Given passage below:
Tuesday, July 14, 2020

Defining Love - Himalayan Heights – July 14 Readings: 1 Corinthians 13:4-6 – Living Love


1 Corinthians 13: God's Love inUs

All Scripture is God-breathed and useful, but there are some Scriptures that we can consider the Himalayan mountaintops of the Bible. In the next few months, we will be looking at a series of great texts that inspire and move us - the "Himalayan Heights" of God's Word.

Today's Reading:  1 Corinthians 13:4-6 

We all need love. We all want love. It is a basic human desire. Paul took a little-used word - agape - and infused it with new meaning. It signifies the love of God, a love that initiates, that seeks, and that acts for the good of the other.

We will spend 7 days focusing on 13 short verses this week, but if you will learn and inculcate this into your life, it will revolutionize how you live. Learn what God's love is all about and how to live in God's love in a sinful world.

If I speak human or angelic tongues but do not have love, I am a noisy gong or a clanging cymbal. 2 If I have the gift of prophecy and understand all mysteries and all knowledge, and if I have all faith so that I can move mountains but do not have love, I am nothing. 3 And if I give away all my possessions, and if I give over my body in order to boast but do not have love, I gain nothing.

4 Love is patient, love is kind. Love does not envy, is not boastful, is not arrogant, 5 is not rude, is not self-seeking, is not irritable, and does not keep a record of wrongs. 6 Love finds no joy in unrighteousness but rejoices in the truth. 7 It bears all things, believes all things, hopes all things, endures all things.
End of Given passage.
Dataset excerpts below:
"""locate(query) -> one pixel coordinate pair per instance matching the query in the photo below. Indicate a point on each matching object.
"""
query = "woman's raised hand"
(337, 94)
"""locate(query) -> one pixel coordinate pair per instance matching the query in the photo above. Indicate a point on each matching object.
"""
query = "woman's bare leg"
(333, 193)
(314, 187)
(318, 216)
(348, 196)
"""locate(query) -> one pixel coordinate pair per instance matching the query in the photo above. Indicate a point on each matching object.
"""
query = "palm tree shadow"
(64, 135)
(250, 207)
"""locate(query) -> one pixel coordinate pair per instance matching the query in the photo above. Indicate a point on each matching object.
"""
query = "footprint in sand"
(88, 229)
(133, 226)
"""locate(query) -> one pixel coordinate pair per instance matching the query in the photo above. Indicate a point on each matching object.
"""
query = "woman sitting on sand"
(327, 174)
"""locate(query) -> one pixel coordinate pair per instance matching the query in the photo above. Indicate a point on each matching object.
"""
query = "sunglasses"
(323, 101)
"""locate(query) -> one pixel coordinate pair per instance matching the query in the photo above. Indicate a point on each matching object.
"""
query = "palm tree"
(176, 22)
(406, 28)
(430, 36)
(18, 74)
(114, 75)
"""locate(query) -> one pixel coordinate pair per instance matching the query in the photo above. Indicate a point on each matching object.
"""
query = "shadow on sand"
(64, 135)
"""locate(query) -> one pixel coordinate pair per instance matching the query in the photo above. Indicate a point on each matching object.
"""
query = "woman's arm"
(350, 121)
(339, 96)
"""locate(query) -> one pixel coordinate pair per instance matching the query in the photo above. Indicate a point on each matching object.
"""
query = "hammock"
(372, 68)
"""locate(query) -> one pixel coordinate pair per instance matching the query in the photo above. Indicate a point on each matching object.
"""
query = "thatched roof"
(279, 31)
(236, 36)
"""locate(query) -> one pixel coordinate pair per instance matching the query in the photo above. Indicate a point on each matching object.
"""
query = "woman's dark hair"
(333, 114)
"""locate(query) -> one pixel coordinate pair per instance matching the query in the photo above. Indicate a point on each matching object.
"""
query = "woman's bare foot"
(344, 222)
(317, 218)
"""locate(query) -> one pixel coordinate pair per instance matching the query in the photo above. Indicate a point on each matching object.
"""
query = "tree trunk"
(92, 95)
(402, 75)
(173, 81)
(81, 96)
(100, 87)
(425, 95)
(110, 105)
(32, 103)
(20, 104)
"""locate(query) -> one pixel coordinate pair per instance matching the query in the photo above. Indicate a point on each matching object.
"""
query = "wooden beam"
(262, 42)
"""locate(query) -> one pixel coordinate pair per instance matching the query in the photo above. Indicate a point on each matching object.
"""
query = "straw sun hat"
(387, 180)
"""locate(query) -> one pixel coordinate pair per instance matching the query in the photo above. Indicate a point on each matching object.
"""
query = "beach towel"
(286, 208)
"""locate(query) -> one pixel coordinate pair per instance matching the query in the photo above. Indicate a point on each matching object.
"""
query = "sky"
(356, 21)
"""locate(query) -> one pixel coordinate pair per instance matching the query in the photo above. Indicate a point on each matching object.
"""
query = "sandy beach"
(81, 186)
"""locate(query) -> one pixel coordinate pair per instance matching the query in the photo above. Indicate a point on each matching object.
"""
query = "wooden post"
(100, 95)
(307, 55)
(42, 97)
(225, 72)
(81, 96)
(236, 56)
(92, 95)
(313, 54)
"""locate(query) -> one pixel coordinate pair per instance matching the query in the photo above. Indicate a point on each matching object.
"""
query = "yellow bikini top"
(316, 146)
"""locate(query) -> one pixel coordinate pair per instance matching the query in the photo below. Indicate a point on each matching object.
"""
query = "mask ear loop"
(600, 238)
End of Dataset excerpts.
• What to work on:
Reproduce the passage from the 1 Corinthians 13 devotional above, from "1 Corinthians 13: God's" to "of the other.".

• Answer space:
1 Corinthians 13: God's Love inUs

All Scripture is God-breathed and useful, but there are some Scriptures that we can consider the Himalayan mountaintops of the Bible. In the next few months, we will be looking at a series of great texts that inspire and move us - the "Himalayan Heights" of God's Word.

Today's Reading:  1 Corinthians 13:4-6 

We all need love. We all want love. It is a basic human desire. Paul took a little-used word - agape - and infused it with new meaning. It signifies the love of God, a love that initiates, that seeks, and that acts for the good of the other.